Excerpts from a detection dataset
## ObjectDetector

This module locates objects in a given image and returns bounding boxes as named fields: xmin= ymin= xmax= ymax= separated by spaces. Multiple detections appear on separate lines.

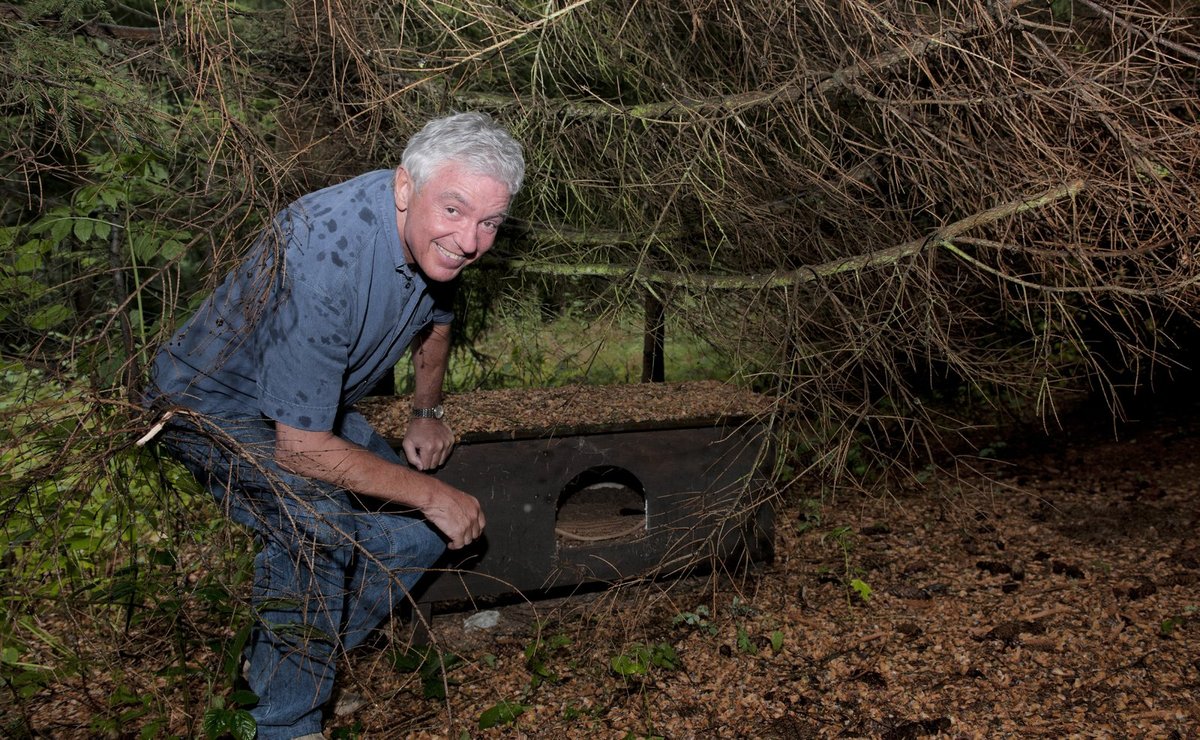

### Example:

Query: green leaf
xmin=610 ymin=645 xmax=649 ymax=676
xmin=73 ymin=218 xmax=96 ymax=241
xmin=229 ymin=709 xmax=258 ymax=740
xmin=738 ymin=627 xmax=758 ymax=655
xmin=200 ymin=706 xmax=230 ymax=740
xmin=479 ymin=702 xmax=529 ymax=729
xmin=158 ymin=239 xmax=184 ymax=259
xmin=50 ymin=217 xmax=74 ymax=243
xmin=229 ymin=688 xmax=258 ymax=706
xmin=25 ymin=305 xmax=71 ymax=331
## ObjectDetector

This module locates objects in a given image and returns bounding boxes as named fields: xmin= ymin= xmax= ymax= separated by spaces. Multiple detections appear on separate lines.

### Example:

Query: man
xmin=148 ymin=113 xmax=524 ymax=740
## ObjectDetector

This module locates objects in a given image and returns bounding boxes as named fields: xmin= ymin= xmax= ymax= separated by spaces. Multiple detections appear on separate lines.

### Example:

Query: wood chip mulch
xmin=348 ymin=400 xmax=1200 ymax=739
xmin=11 ymin=395 xmax=1200 ymax=740
xmin=358 ymin=380 xmax=770 ymax=439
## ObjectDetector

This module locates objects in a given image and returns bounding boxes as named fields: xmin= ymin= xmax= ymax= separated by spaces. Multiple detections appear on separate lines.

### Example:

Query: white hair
xmin=400 ymin=113 xmax=524 ymax=197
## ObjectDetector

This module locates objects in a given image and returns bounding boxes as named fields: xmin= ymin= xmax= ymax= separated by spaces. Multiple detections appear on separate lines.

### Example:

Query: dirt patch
xmin=340 ymin=402 xmax=1200 ymax=738
xmin=6 ymin=407 xmax=1200 ymax=739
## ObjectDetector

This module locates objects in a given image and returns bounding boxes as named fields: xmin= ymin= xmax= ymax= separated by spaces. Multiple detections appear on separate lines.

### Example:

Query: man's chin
xmin=415 ymin=263 xmax=469 ymax=283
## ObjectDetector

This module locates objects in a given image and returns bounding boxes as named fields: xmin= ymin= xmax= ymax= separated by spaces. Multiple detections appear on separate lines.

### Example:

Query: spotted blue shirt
xmin=148 ymin=170 xmax=452 ymax=437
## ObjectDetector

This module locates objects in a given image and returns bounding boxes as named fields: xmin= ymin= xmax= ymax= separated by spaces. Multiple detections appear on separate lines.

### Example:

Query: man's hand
xmin=275 ymin=420 xmax=486 ymax=549
xmin=402 ymin=419 xmax=454 ymax=470
xmin=421 ymin=485 xmax=487 ymax=549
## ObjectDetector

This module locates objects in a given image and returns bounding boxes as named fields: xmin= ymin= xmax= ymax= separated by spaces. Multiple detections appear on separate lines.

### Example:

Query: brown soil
xmin=0 ymin=395 xmax=1200 ymax=739
xmin=340 ymin=400 xmax=1200 ymax=739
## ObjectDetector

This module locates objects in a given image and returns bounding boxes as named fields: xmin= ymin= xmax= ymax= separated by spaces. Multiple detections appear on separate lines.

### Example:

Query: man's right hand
xmin=420 ymin=479 xmax=487 ymax=549
xmin=275 ymin=422 xmax=485 ymax=549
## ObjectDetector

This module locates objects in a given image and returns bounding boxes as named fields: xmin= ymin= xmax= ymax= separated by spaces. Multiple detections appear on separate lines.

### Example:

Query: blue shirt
xmin=148 ymin=170 xmax=452 ymax=437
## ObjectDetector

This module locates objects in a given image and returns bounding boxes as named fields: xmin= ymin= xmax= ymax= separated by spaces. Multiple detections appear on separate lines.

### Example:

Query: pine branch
xmin=455 ymin=0 xmax=1032 ymax=119
xmin=506 ymin=180 xmax=1084 ymax=290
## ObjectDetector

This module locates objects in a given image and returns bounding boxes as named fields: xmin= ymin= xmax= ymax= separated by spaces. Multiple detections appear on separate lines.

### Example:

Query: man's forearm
xmin=413 ymin=324 xmax=450 ymax=409
xmin=276 ymin=433 xmax=439 ymax=509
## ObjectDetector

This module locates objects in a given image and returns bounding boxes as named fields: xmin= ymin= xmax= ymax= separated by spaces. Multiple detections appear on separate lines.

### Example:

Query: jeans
xmin=161 ymin=417 xmax=445 ymax=740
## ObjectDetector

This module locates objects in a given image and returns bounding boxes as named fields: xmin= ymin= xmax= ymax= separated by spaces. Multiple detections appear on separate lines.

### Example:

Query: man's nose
xmin=458 ymin=229 xmax=479 ymax=254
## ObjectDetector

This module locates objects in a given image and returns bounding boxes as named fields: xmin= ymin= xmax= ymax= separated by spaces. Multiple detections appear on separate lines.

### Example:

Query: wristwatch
xmin=413 ymin=404 xmax=445 ymax=419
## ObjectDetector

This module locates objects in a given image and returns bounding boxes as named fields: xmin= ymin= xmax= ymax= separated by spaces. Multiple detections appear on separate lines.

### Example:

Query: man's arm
xmin=275 ymin=422 xmax=485 ymax=549
xmin=403 ymin=324 xmax=454 ymax=470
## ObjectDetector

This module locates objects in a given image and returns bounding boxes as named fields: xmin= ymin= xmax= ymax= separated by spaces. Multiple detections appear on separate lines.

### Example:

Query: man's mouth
xmin=433 ymin=242 xmax=467 ymax=263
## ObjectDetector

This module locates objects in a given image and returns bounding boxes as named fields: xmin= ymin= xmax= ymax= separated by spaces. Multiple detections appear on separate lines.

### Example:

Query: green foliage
xmin=737 ymin=627 xmax=758 ymax=655
xmin=671 ymin=604 xmax=716 ymax=634
xmin=850 ymin=578 xmax=871 ymax=603
xmin=479 ymin=702 xmax=529 ymax=729
xmin=200 ymin=698 xmax=258 ymax=740
xmin=610 ymin=643 xmax=680 ymax=679
xmin=389 ymin=645 xmax=462 ymax=699
xmin=524 ymin=633 xmax=571 ymax=692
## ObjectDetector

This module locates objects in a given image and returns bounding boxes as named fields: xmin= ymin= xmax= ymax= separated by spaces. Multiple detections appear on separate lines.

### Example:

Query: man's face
xmin=396 ymin=162 xmax=510 ymax=282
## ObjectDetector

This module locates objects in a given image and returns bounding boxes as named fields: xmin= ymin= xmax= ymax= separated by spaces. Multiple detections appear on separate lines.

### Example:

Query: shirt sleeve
xmin=256 ymin=276 xmax=352 ymax=432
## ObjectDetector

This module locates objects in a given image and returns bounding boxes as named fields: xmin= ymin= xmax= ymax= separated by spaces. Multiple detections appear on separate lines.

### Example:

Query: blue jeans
xmin=161 ymin=417 xmax=445 ymax=740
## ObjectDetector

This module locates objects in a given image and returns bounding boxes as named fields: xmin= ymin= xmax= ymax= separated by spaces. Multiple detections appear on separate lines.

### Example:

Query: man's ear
xmin=394 ymin=167 xmax=413 ymax=211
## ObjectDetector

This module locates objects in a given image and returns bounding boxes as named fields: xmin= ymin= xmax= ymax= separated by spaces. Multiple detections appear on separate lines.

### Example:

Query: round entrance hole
xmin=554 ymin=465 xmax=646 ymax=547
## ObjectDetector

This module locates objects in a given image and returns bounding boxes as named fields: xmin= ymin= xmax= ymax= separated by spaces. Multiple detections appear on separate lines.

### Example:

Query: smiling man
xmin=146 ymin=113 xmax=524 ymax=740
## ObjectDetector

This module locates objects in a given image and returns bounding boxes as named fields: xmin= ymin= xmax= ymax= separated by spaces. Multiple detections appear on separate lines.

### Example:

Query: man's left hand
xmin=403 ymin=419 xmax=454 ymax=470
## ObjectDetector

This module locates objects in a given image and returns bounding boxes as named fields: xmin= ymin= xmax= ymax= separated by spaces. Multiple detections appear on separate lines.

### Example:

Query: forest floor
xmin=8 ymin=395 xmax=1200 ymax=739
xmin=350 ymin=398 xmax=1200 ymax=739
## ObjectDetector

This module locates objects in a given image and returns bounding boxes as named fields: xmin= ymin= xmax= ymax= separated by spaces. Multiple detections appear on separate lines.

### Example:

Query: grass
xmin=396 ymin=298 xmax=736 ymax=392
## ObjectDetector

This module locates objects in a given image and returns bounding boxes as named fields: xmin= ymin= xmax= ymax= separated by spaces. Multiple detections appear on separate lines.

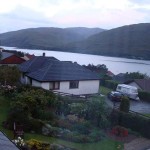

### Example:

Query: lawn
xmin=0 ymin=96 xmax=123 ymax=150
xmin=25 ymin=134 xmax=123 ymax=150
xmin=100 ymin=86 xmax=112 ymax=95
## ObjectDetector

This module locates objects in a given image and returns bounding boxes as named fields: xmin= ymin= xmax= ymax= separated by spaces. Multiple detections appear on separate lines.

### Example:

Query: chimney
xmin=0 ymin=47 xmax=3 ymax=53
xmin=43 ymin=53 xmax=45 ymax=57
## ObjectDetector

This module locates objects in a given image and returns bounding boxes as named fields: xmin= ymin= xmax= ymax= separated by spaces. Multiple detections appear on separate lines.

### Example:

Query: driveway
xmin=106 ymin=97 xmax=150 ymax=114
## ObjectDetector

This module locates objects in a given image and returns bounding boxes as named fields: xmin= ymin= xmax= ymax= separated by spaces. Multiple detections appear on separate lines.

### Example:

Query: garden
xmin=0 ymin=67 xmax=149 ymax=150
xmin=0 ymin=86 xmax=122 ymax=149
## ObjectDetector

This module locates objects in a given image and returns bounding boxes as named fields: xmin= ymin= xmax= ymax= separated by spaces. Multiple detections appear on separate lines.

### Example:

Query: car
xmin=108 ymin=91 xmax=124 ymax=102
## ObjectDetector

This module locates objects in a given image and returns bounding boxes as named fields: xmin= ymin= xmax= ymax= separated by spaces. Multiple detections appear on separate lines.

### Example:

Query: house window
xmin=70 ymin=81 xmax=79 ymax=89
xmin=49 ymin=82 xmax=60 ymax=90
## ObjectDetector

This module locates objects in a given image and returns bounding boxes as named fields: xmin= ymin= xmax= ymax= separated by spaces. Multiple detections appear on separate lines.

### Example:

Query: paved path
xmin=124 ymin=138 xmax=150 ymax=150
xmin=106 ymin=97 xmax=150 ymax=114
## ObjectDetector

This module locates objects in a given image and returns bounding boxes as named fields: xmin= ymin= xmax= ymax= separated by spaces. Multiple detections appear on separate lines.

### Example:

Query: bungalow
xmin=125 ymin=79 xmax=150 ymax=92
xmin=0 ymin=50 xmax=25 ymax=66
xmin=19 ymin=56 xmax=100 ymax=95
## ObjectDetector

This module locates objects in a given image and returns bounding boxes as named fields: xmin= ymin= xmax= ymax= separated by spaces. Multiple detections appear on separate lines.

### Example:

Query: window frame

WHAT YOU HAVE TO DO. Report each line in the records above that contains the string "blue".

EXPECTED ANSWER.
Query: spotted blue shirt
Query: blue shirt
Query: blue jeans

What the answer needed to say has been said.